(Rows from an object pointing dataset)
══════════

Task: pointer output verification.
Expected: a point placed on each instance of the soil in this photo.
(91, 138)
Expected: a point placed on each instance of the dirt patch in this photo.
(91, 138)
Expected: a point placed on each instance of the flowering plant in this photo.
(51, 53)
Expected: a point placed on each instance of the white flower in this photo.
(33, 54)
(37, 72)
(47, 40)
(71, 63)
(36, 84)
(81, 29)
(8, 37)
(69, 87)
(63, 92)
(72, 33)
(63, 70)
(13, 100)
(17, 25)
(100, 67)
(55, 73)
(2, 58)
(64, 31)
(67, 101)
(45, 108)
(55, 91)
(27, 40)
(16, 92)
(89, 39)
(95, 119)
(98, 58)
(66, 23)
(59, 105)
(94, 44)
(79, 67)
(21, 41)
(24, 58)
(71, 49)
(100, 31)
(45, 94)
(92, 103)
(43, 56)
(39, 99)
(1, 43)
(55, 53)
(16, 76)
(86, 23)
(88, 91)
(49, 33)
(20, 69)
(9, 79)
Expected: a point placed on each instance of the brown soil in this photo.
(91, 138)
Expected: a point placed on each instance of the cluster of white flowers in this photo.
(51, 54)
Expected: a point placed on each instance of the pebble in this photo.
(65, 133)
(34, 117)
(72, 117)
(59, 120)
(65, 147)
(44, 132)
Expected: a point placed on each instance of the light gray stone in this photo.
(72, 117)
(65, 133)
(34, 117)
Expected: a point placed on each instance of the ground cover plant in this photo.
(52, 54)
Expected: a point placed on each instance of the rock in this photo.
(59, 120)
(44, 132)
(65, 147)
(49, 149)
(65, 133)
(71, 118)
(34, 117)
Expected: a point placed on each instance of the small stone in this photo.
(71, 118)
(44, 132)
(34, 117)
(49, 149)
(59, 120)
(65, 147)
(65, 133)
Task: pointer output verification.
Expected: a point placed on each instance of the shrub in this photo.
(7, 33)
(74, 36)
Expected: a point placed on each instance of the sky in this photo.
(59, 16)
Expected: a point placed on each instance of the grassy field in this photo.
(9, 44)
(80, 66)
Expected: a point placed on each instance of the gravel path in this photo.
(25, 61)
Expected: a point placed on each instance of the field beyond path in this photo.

══════════

Retype every item above verbatim, from the first line through the last, with no changes.

Task: pointer output verification.
Expected: a point placed on each instance of the soil in this photo.
(91, 138)
Expected: a point placed on each instance of the dirt patch in this photo.
(91, 138)
Expected: a point placed on each instance of the flowering plant in this photo.
(51, 53)
Expected: a point placed on each instance of the white flower in this photo.
(33, 54)
(37, 72)
(47, 40)
(71, 63)
(36, 84)
(81, 29)
(8, 37)
(69, 87)
(63, 92)
(72, 33)
(63, 70)
(13, 100)
(17, 25)
(100, 67)
(55, 73)
(2, 58)
(64, 31)
(67, 101)
(45, 108)
(55, 91)
(27, 40)
(16, 92)
(89, 39)
(95, 119)
(98, 58)
(66, 23)
(59, 105)
(94, 44)
(79, 67)
(21, 41)
(24, 58)
(71, 49)
(100, 31)
(45, 94)
(92, 103)
(43, 56)
(39, 99)
(1, 43)
(55, 53)
(16, 76)
(86, 23)
(88, 91)
(49, 33)
(20, 69)
(9, 79)
Expected: a point placed on each instance of the brown soil in this photo.
(91, 138)
Expected: a point placed on each instance of the cluster of white flowers in this photo.
(51, 54)
Expected: a point placed on each instance of the pebble in this photo.
(65, 133)
(34, 117)
(72, 117)
(59, 120)
(65, 147)
(44, 132)
Expected: a point placed on each instance of the light gray stone in this photo.
(72, 117)
(65, 133)
(34, 117)
Expected: a point placed on each instance of the ground cover plant in this photo.
(52, 54)
Expected: a point placed on each instance of the rock in this photo.
(59, 120)
(44, 132)
(65, 147)
(49, 149)
(65, 133)
(71, 118)
(34, 117)
Expected: a point placed on each instance of the small stone in this photo.
(71, 118)
(44, 132)
(34, 117)
(49, 149)
(59, 120)
(65, 147)
(65, 133)
Task: pointer output verification.
Expected: a point placed on each instance of the shrub in this photo.
(7, 33)
(74, 36)
Expected: a point placed on each instance of the sky in this photo.
(59, 16)
Expected: a point placed on each instance of the grassy field in this photo.
(9, 44)
(80, 66)
Expected: a point placed on each instance of the gravel path in this photo.
(25, 61)
Expected: a point placed on each instance of the field beyond path in this photo.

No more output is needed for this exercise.